───── 提示された文章
2015年以来、日本でのワイン輸入量でトップを独走するチリワイン
デイリーワインからプレミアムワインまで楽しめるチリワインは、
ニューワールドの中でも人気の高いワイン産地です。
本日は、そんなチリワインの原点とも言える
パイスというブドウ品種についてお話します。

チリに初めて持ち込まれたブドウ品種パイス

チリでワインが造られるようになったのは16世紀、
チリがまだスペインの植民地だったころ、
キリスト教の布教活動のためにスペイン人宣教師が持ってきた
初めてのブドウがこのパイス(Pais)というブドウ品種でした。
チリの代表的なブドウ品種と問われると、現在ではカルメネールや、
カベルネソーヴィニヨンといった国際品種がすぐに思い浮かびますが、
1997年までは、チリでもっとも多く栽培されているブドウ品種で、
1980年代には約30,000ヘクタールの栽培面積がありました。
19世紀半ばにフランスから入ってきた、
カベルネソーヴィニヨンなどの国際品種が次第に栽培面積を増やしていき、
現在では、パイスの栽培面積は減少傾向にありますが、
チリ南部のビオビオ、マウレ、イタタ川地域で、
ジョッキワインの生産に最もよく使用されています。
──────────
───── 提供された記録
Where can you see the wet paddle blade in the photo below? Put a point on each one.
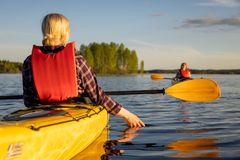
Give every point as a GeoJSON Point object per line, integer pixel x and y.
{"type": "Point", "coordinates": [196, 90]}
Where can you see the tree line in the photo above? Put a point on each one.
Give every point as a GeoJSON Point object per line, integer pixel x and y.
{"type": "Point", "coordinates": [111, 58]}
{"type": "Point", "coordinates": [10, 67]}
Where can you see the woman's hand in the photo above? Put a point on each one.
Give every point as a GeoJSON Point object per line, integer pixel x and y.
{"type": "Point", "coordinates": [132, 119]}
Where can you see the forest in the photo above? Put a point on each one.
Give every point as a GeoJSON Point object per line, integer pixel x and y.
{"type": "Point", "coordinates": [111, 58]}
{"type": "Point", "coordinates": [10, 67]}
{"type": "Point", "coordinates": [104, 58]}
──────────
> _求められること_:
パイス種についての文章から、「チリの代表的なブドウ品種と問われると、現在ではカルメネールや、」で始まり「ジョッキワインの生産に最もよく使用されています。」までの部分を、一字も変えずに書き出してください。

> _完成した課題_:
チリの代表的なブドウ品種と問われると、現在ではカルメネールや、
カベルネソーヴィニヨンといった国際品種がすぐに思い浮かびますが、
1997年までは、チリでもっとも多く栽培されているブドウ品種で、
1980年代には約30,000ヘクタールの栽培面積がありました。
19世紀半ばにフランスから入ってきた、
カベルネソーヴィニヨンなどの国際品種が次第に栽培面積を増やしていき、
現在では、パイスの栽培面積は減少傾向にありますが、
チリ南部のビオビオ、マウレ、イタタ川地域で、
ジョッキワインの生産に最もよく使用されています。